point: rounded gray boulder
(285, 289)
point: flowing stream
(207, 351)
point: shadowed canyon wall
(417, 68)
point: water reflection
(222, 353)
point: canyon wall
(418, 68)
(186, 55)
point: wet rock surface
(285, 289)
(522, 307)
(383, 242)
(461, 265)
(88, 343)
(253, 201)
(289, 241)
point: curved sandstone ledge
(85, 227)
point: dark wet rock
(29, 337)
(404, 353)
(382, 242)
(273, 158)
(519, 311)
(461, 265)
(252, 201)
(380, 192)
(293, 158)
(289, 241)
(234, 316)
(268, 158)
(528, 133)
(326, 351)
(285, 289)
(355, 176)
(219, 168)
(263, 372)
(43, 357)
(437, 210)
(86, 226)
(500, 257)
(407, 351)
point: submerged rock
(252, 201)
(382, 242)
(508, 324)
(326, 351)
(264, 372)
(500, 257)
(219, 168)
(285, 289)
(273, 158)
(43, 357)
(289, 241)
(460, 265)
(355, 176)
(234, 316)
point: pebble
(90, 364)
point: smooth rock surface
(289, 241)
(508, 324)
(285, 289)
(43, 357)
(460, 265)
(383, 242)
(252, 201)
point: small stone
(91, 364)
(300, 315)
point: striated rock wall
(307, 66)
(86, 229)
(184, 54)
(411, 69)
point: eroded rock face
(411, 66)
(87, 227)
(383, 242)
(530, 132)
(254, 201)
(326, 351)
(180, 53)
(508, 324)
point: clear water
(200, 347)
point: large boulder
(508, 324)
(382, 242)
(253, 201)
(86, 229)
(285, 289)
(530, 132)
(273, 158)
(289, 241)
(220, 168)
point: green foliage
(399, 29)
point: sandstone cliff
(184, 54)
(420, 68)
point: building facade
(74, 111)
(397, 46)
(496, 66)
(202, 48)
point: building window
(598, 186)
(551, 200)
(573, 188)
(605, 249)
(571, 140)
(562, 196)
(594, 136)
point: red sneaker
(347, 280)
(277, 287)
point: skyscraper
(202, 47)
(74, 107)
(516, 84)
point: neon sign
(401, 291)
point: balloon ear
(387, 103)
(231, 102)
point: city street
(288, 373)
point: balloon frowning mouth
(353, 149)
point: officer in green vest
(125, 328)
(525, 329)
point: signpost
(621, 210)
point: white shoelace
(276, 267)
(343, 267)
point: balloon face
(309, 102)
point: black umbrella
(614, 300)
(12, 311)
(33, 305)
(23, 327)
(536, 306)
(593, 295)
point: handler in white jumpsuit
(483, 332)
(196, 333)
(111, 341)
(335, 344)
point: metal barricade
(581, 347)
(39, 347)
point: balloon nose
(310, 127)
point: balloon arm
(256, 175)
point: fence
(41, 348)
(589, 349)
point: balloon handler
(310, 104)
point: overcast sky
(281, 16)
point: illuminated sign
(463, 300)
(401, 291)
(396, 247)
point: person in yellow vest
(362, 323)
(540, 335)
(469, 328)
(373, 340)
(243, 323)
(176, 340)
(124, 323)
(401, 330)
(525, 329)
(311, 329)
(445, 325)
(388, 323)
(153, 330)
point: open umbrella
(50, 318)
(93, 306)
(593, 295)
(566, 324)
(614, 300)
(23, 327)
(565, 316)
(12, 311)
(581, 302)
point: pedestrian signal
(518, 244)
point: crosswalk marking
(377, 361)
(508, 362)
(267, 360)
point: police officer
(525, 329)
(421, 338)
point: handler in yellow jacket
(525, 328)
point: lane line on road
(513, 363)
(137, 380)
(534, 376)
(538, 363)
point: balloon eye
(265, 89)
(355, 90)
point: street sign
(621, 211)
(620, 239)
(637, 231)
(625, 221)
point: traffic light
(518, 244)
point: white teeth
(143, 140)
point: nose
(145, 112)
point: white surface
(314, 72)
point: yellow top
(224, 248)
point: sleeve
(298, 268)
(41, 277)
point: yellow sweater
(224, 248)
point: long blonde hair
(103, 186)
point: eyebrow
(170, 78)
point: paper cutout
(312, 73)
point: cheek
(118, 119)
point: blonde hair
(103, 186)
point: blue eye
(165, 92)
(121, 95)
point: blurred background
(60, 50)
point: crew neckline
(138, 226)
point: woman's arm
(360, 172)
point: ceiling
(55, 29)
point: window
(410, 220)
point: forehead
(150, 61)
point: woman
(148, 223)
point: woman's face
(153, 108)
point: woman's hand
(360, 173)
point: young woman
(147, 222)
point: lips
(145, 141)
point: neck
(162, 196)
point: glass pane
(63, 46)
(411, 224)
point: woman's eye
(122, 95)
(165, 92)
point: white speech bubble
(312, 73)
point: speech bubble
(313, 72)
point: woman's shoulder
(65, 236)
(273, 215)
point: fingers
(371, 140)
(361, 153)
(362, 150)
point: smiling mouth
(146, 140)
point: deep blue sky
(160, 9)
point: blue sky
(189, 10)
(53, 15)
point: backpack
────────────────────
> _Task prompt_
Copy everything from the line containing "point: speech bubble" down to the end of the records, substituting "fingertips" for "fingers" and leaving every other line unchanged.

> _Full answer_
point: speech bubble
(313, 72)
point: woman's shoulder
(65, 236)
(273, 215)
point: fingertips
(371, 140)
(361, 153)
(362, 150)
point: smiling mouth
(146, 140)
point: deep blue sky
(160, 9)
point: blue sky
(189, 10)
(53, 15)
point: backpack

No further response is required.